Begin Available data

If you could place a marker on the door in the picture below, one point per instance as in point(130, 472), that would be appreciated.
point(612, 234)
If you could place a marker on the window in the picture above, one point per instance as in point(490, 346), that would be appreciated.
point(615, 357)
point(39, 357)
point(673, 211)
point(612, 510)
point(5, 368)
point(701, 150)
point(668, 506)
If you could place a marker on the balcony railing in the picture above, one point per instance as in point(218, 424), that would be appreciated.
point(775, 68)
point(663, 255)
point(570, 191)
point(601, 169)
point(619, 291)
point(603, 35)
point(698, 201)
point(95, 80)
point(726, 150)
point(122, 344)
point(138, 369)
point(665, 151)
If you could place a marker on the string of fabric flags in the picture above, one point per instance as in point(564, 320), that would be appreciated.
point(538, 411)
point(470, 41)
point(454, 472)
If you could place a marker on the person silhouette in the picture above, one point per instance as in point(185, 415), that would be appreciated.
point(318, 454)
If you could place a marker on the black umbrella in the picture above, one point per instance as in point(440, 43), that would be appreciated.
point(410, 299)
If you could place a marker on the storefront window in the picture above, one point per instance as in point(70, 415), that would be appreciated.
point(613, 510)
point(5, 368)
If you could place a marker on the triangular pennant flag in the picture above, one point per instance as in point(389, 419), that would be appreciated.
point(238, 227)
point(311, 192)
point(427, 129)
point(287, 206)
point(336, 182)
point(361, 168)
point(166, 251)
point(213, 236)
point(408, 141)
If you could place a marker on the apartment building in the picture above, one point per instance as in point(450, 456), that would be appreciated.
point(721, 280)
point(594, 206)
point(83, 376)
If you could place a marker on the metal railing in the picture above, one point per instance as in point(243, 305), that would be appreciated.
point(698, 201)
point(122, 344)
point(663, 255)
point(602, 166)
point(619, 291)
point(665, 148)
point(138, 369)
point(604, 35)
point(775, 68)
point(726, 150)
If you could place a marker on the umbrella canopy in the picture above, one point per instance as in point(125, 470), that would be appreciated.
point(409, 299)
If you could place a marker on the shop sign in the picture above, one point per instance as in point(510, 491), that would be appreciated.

End Available data
Begin Available data

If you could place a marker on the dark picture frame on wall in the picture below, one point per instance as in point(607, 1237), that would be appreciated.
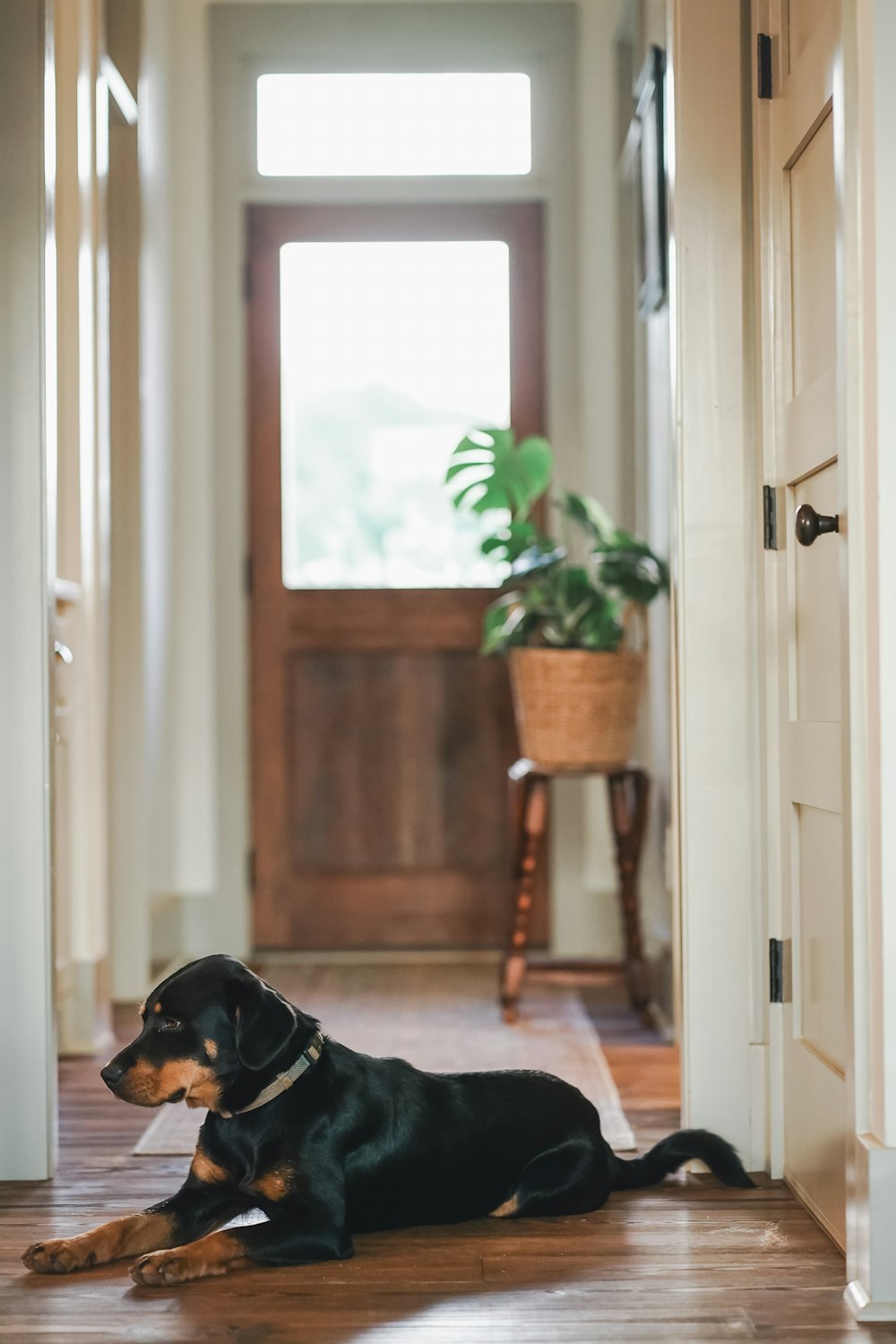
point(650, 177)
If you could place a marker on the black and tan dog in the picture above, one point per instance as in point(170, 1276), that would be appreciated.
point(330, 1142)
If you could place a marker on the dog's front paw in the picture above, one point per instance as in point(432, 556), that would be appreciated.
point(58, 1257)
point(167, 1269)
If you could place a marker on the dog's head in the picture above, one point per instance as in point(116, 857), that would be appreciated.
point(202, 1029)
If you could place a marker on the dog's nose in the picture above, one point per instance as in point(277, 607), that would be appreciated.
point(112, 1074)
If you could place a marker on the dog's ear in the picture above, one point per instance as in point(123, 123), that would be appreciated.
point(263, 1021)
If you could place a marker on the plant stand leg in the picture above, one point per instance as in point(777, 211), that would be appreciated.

End Available data

_Exercise details_:
Copy out the records, unchanged, from the line containing "If you could place a marker on the umbrella" through the line containing "If you could place a marker on the shop", with both of those lines included.

_Expected answer_:
If you could place a marker on the umbrella canopy in the picture above, one point per instance as in point(125, 470), that would be appreciated.
point(409, 299)
If you could place a marker on the shop sign in the picture above, one point per instance as in point(510, 491), that would be appreciated.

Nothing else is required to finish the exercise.